**ENREGISTREMENTS FOURNIS**.

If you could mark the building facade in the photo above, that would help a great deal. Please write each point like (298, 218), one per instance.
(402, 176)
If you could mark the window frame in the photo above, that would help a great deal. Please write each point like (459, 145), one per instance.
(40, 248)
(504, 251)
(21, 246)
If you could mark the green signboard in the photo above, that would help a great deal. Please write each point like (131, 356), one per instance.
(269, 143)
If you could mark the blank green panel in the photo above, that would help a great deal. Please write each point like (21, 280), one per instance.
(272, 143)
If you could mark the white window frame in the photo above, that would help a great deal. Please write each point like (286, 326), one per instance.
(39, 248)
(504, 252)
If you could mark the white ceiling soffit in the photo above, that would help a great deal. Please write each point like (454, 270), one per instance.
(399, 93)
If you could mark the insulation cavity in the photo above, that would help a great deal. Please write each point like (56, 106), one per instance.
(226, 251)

**EXERCICE À TRAITER**. Décalez chaque coordonnée donnée en réponse en lui ajoutant 40, puis réécrivez toutes les lignes des enregistrements ci-dessus, demandes comprises. Les demandes et leurs exemples de format restent inchangés.

**CORRIGÉ DE L'EXERCICE**.
If you could mark the building facade in the photo above, that would help a great deal. Please write each point like (298, 218), one per instance.
(442, 216)
If you could mark the window frame in the photo above, that would help a great deal. Please write each point like (459, 145), one per instance.
(80, 288)
(544, 291)
(61, 286)
If you could mark the green signboard in the photo above, that would help a great deal. Please write each point like (131, 356), one per instance.
(309, 183)
If you could mark the blank green panel in the photo above, that would help a great deal. Please write each point like (21, 280), one per instance.
(312, 183)
If you could mark the white window frame in the photo above, that would help a great deal. Please write each point like (286, 326), one per instance.
(79, 288)
(544, 292)
If you could mark the white ceiling soffit in the photo above, that would help a great deal. Please write each point like (454, 270), one per instance.
(439, 133)
If you could mark the insulation cavity in the photo above, that would help a great deal. Please write each point like (56, 106), one per instance.
(266, 291)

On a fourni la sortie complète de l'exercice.